NON-QUALIFIED STOCKOPTION AWARD AGREEMENT FOR SENIOR EXECUTIVE OFFICERS [Physicians Formula Holdings, Inc. Letterhead] February 6,2007

EX-10.34 2 a07-7453_1ex10d34.htm EX-10.34

Exhibit 10.34

NON-QUALIFIED STOCK OPTION AWARD AGREEMENT
FOR SENIOR EXECUTIVE OFFICERS

[Physicians Formula Holdings, Inc. Letterhead]

February 6, 2007

 

 

 

 

 

 

 

 

Re:          Grant of Non-Qualified Stock Option

Dear                   :

Physicians Formula Holdings, Inc. (the “Company”) is pleased to advise you that, pursuant to the Company’s 2006 Equity Incentive Plan (the “Plan”), the Committee has granted to you an option (the “Option”) to acquire shares of Common Stock, as set forth below, subject to the terms and conditions set forth herein:

Number of Option Shares:

 

Date of Grant:

February 6, 2007

Exercise Price per Option Share:

$20.75

Vesting of Option Shares:

Monthly vesting in fourty-eight (48) equal installments on each monthly anniversary of February 6, 2007, beginning on March 6, 2007

Expiration Date of All Option Shares:

February 6, 2017

 

The Option is not intended to be an “incentive stock option” within the meaning of Section 422 of the Code.

Any capitalized terms used herein and not defined herein have the meaning set forth in the Plan.

1.             Option.

Data listing
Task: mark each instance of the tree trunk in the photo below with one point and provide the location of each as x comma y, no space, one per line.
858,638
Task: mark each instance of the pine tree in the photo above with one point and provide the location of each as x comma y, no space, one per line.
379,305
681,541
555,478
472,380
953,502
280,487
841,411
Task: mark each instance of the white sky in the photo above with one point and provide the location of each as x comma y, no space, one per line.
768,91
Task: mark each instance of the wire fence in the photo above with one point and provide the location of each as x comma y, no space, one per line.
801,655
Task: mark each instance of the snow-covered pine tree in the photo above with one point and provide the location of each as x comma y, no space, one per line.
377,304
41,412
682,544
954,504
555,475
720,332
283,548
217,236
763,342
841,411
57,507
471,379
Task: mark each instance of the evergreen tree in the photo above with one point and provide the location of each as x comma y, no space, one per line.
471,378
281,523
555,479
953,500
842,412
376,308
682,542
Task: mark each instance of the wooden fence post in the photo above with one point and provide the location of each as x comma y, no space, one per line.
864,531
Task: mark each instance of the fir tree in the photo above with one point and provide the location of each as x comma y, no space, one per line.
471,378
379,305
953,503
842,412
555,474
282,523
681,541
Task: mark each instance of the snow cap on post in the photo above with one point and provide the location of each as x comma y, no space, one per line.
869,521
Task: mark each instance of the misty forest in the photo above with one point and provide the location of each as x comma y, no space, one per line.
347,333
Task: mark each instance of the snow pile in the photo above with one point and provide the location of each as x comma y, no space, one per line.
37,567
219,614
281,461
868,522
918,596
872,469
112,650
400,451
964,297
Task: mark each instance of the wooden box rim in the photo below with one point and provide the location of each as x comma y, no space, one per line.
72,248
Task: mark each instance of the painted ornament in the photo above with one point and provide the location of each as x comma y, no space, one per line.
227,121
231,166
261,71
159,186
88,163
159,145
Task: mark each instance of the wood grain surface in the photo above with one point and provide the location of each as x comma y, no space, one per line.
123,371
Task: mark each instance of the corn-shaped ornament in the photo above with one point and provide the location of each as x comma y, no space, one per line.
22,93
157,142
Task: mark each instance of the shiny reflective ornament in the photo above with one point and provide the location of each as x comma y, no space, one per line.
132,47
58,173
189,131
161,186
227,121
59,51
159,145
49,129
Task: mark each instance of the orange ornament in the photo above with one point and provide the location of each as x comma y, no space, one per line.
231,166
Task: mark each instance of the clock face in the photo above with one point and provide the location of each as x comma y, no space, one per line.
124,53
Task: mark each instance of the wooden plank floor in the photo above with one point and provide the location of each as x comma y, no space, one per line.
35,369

### EXERCISE INSTRUCTIONS
Rewrite the stock option agreement passage that opens with the words "Monthly vesting in" and closes with "of the Code.", substituting "Termination Date" for "Expiration Date".

### RESPONSE TO THE EXERCISE
Monthly vesting in fourty-eight (48) equal installments on each monthly anniversary of February 6, 2007, beginning on March 6, 2007

Termination Date of All Option Shares:

February 6, 2017

 

The Option is not intended to be an “incentive stock option” within the meaning of Section 422 of the Code.